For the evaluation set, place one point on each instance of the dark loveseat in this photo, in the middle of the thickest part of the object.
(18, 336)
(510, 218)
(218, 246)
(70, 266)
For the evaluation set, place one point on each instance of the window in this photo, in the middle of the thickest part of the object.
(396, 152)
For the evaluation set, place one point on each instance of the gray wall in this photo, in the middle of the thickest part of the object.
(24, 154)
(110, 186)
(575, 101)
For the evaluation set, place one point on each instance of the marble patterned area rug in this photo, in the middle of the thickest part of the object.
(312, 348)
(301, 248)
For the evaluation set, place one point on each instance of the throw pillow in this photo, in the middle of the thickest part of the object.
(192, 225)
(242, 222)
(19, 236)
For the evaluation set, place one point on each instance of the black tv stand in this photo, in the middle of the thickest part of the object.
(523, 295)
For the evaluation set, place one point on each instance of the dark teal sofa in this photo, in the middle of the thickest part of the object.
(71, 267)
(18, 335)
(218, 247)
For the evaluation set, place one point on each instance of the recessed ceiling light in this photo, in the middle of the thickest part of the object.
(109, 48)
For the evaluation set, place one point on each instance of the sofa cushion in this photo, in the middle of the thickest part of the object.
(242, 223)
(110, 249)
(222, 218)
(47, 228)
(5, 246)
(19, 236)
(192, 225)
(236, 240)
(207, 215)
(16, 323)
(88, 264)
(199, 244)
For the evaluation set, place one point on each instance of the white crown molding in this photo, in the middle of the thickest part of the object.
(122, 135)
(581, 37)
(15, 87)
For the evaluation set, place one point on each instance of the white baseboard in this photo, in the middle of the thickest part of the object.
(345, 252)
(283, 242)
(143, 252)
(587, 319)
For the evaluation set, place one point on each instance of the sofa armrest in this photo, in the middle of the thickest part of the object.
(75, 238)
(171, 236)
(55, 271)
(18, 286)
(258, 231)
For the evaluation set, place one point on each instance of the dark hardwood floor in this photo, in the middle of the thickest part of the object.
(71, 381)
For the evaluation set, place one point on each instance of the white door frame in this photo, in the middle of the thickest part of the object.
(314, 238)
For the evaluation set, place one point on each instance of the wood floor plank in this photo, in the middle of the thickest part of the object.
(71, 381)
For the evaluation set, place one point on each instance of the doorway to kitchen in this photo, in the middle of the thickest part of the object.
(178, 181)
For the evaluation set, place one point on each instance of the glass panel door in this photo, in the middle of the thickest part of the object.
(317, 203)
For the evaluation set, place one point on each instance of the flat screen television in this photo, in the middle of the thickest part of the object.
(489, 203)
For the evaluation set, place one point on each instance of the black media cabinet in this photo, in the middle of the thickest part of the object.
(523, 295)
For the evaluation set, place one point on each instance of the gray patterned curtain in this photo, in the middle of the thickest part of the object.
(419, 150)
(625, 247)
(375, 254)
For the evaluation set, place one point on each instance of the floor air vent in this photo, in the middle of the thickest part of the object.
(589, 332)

****************

OBJECTIF: Restituez toutes les entrées ci-dessus sous forme de fichier CSV à deux colonnes, nommées texte et reponse, avec une ligne par entrée. Placez son texte dans la colonne texte et sa réponse dans la colonne reponse, chaque champ entre guillemets, et remplacez les sauts de ligne par des espaces.

EXERCICE CORRIGÉ:
texte,reponse
"For the evaluation set, place one point on each instance of the dark loveseat in this photo, in the middle of the thickest part of the object.","(18, 336) (510, 218) (218, 246) (70, 266)"
"For the evaluation set, place one point on each instance of the window in this photo, in the middle of the thickest part of the object.","(396, 152)"
"For the evaluation set, place one point on each instance of the gray wall in this photo, in the middle of the thickest part of the object.","(24, 154) (110, 186) (575, 101)"
"For the evaluation set, place one point on each instance of the marble patterned area rug in this photo, in the middle of the thickest part of the object.","(312, 348) (301, 248)"
"For the evaluation set, place one point on each instance of the throw pillow in this photo, in the middle of the thickest part of the object.","(192, 225) (242, 222) (19, 236)"
"For the evaluation set, place one point on each instance of the black tv stand in this photo, in the middle of the thickest part of the object.","(523, 295)"
"For the evaluation set, place one point on each instance of the dark teal sofa in this photo, in the middle of the thickest part of the object.","(71, 267) (18, 335) (218, 247)"
"For the evaluation set, place one point on each instance of the recessed ceiling light in this photo, in the middle of the thickest part of the object.","(109, 48)"
"For the evaluation set, place one point on each instance of the sofa cushion in this photo, in the middle of the thickest part of the object.","(242, 223) (110, 249) (222, 218) (47, 228) (5, 246) (19, 236) (192, 225) (236, 240) (207, 215) (16, 323) (88, 264) (199, 244)"
"For the evaluation set, place one point on each instance of the white crown molding in this photo, in the middle of the thickest part of the object.","(122, 135) (581, 37) (15, 87)"
"For the evaluation set, place one point on each instance of the white baseboard in this photo, in the middle of the thickest part of the object.","(345, 252) (283, 242) (143, 252) (587, 319)"
"For the evaluation set, place one point on each instance of the sofa armrest in this photo, in the middle of the thickest part of the object.","(75, 238) (171, 236) (55, 271) (18, 286) (258, 231)"
"For the evaluation set, place one point on each instance of the dark hardwood floor in this photo, in the middle of the thickest part of the object.","(71, 381)"
"For the evaluation set, place one point on each instance of the white door frame in this photo, in the middle of the thickest part of the object.","(314, 238)"
"For the evaluation set, place one point on each instance of the wood floor plank in this photo, in the middle of the thickest part of the object.","(71, 381)"
"For the evaluation set, place one point on each instance of the doorway to kitchen in this photo, in the middle of the thickest part of the object.","(178, 181)"
"For the evaluation set, place one point on each instance of the glass panel door in this photo, in the middle of the thickest part of the object.","(317, 203)"
"For the evaluation set, place one point on each instance of the flat screen television in this photo, in the middle of the thickest part of the object.","(489, 203)"
"For the evaluation set, place one point on each instance of the black media cabinet in this photo, in the middle of the thickest part of the object.","(523, 295)"
"For the evaluation set, place one point on each instance of the gray patterned curtain in this photo, in the middle of the thickest part of the object.","(419, 150) (625, 247) (375, 254)"
"For the evaluation set, place one point on each instance of the floor air vent in this photo, in the middle of the thickest part of the object.","(589, 332)"